## [Text shown]
»»

Posted: April 18th, 2009 | Author: admin | Filed under: Uncategorized | No Comments »

Finding Internet ad dollars in today’s gloomy environment

Chintu Parikh recently posted an interesting question about “Where to find Internet ad dollars in the current gloomy environment?” on LinkedIn and in his blog:

Check out my blog – Growth sectors for Internet ad spending

When you have a moment pls check out my blog at http://chintu.eparikh.com/ about “Where to find Internet ad dollars in the current gloomy environment?”. It analyzes Internet Advertising Bureau’s 2008 annual report, which was released yesterday, to briefly discuss the industry categories that posted above average growth in Internet advertising spend in 2008. I would to love hear your thoughts.

Blog link: http://chintu.eparikh.com/

This prompted some thoughts I have had on the opportunity for what HBS professor and author of “The Innovator’s Dilemma“, Clayton Christensen, calls “Disruptive Innovation” which might dramatically change the landscape of the Internet Advertising Network marketplace in the future, which I have explained below. But first here’s a brief sidebar for those who don’t know Christensen’s work.

««

## [Records]
»»

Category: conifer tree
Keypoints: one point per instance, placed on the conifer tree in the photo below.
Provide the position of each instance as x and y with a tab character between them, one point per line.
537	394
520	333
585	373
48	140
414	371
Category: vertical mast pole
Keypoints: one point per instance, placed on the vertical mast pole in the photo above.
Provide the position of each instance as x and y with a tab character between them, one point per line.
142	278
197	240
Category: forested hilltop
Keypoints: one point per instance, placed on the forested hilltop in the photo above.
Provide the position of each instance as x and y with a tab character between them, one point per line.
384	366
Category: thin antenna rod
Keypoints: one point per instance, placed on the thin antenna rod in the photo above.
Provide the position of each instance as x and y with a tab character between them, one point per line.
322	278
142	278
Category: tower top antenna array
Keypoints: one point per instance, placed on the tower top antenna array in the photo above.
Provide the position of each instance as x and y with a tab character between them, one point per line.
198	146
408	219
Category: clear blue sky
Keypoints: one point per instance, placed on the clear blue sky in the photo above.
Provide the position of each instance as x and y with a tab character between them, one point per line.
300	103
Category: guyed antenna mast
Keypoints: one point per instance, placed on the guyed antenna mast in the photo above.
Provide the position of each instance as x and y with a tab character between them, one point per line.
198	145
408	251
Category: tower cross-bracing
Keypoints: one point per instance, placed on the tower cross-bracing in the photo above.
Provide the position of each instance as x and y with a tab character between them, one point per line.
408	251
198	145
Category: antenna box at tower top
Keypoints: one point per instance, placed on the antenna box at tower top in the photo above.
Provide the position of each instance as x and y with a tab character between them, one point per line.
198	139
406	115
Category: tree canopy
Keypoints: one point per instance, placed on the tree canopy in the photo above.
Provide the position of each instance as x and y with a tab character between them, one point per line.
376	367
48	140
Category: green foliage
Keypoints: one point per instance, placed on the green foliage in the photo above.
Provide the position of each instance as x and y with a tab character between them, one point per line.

««

Repeat the blog post word for word, starting at "Check out my blog –" and stopping after "know Christensen’s work.". The entries have no connection to the blog post.

## [Expected answer]
Check out my blog – Growth sectors for Internet ad spending

When you have a moment pls check out my blog at http://chintu.eparikh.com/ about “Where to find Internet ad dollars in the current gloomy environment?”. It analyzes Internet Advertising Bureau’s 2008 annual report, which was released yesterday, to briefly discuss the industry categories that posted above average growth in Internet advertising spend in 2008. I would to love hear your thoughts.

Blog link: http://chintu.eparikh.com/

This prompted some thoughts I have had on the opportunity for what HBS professor and author of “The Innovator’s Dilemma“, Clayton Christensen, calls “Disruptive Innovation” which might dramatically change the landscape of the Internet Advertising Network marketplace in the future, which I have explained below. But first here’s a brief sidebar for those who don’t know Christensen’s work.